Source data

>>>>

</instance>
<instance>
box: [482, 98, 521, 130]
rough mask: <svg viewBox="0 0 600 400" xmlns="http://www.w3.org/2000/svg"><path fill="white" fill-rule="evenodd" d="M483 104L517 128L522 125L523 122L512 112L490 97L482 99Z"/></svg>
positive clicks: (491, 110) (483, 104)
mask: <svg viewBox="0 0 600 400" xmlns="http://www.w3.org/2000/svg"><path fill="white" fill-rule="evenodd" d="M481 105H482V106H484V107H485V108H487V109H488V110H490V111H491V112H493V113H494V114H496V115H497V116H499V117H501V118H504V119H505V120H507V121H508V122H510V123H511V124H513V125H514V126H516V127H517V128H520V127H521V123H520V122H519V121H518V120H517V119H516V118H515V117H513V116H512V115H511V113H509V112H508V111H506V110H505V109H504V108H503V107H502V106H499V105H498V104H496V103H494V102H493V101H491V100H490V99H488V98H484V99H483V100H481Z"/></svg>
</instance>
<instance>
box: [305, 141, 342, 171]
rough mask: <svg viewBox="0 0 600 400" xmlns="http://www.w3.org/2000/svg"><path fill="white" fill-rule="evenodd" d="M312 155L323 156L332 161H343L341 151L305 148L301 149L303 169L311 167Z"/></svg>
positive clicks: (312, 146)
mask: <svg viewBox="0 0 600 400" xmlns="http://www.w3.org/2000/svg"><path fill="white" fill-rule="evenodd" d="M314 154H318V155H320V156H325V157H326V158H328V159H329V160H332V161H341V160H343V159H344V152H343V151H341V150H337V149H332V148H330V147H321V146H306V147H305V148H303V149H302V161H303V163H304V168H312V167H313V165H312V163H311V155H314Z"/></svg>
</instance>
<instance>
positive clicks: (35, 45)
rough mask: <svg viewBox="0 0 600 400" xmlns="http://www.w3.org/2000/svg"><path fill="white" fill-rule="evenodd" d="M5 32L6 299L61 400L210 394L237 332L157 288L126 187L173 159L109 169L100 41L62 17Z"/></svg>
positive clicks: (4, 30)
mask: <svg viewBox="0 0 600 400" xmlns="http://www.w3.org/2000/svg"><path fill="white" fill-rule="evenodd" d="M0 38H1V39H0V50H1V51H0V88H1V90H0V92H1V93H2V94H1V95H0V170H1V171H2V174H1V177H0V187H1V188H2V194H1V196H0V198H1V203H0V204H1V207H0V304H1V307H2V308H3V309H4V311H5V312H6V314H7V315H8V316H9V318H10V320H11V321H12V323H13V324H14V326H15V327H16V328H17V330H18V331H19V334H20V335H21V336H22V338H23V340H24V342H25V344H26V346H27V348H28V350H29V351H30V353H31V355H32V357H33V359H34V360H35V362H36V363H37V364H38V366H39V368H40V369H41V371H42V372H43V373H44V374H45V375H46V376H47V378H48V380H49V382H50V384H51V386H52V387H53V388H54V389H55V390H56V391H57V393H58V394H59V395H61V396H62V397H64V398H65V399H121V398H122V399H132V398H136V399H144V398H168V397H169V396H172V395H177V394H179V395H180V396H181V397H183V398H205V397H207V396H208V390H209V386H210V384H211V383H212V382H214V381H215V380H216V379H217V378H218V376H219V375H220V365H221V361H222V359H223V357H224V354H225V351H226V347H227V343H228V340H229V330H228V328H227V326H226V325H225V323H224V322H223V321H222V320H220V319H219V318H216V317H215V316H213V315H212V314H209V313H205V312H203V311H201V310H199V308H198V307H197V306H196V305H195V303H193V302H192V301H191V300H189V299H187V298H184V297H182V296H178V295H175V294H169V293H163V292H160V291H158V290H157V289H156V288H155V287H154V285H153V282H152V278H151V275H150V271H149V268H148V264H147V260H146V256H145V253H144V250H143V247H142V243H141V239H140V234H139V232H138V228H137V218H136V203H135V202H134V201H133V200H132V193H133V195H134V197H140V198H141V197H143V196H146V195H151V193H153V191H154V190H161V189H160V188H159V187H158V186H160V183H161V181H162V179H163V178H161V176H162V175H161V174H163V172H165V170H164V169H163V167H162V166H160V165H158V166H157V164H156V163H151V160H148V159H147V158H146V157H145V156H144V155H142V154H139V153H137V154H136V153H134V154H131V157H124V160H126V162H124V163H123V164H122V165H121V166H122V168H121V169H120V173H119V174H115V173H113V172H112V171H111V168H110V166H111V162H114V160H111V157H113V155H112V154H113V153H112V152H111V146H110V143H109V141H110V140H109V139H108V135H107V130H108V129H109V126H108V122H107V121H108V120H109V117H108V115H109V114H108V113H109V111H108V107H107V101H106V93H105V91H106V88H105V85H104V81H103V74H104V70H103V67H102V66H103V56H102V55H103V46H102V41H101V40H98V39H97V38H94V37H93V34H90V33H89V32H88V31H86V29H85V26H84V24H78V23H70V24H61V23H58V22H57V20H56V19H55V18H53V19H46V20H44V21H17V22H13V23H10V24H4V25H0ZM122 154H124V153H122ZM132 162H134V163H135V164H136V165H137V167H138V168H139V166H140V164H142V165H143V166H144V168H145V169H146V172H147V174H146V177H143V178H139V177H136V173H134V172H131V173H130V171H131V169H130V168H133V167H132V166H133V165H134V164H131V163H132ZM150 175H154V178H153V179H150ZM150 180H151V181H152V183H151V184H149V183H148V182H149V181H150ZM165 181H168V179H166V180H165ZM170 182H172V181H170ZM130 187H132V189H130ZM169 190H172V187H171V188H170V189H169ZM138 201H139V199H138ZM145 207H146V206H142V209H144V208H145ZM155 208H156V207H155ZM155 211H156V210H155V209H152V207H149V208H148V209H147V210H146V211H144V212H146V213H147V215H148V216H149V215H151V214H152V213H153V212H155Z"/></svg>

<<<<

* Task directions
Copy out the lines above word for word, stopping after the line containing "104L517 128L522 125L523".

* Output below
</instance>
<instance>
box: [482, 98, 521, 130]
rough mask: <svg viewBox="0 0 600 400" xmlns="http://www.w3.org/2000/svg"><path fill="white" fill-rule="evenodd" d="M483 104L517 128L522 125L523 122L512 112L490 97L482 99Z"/></svg>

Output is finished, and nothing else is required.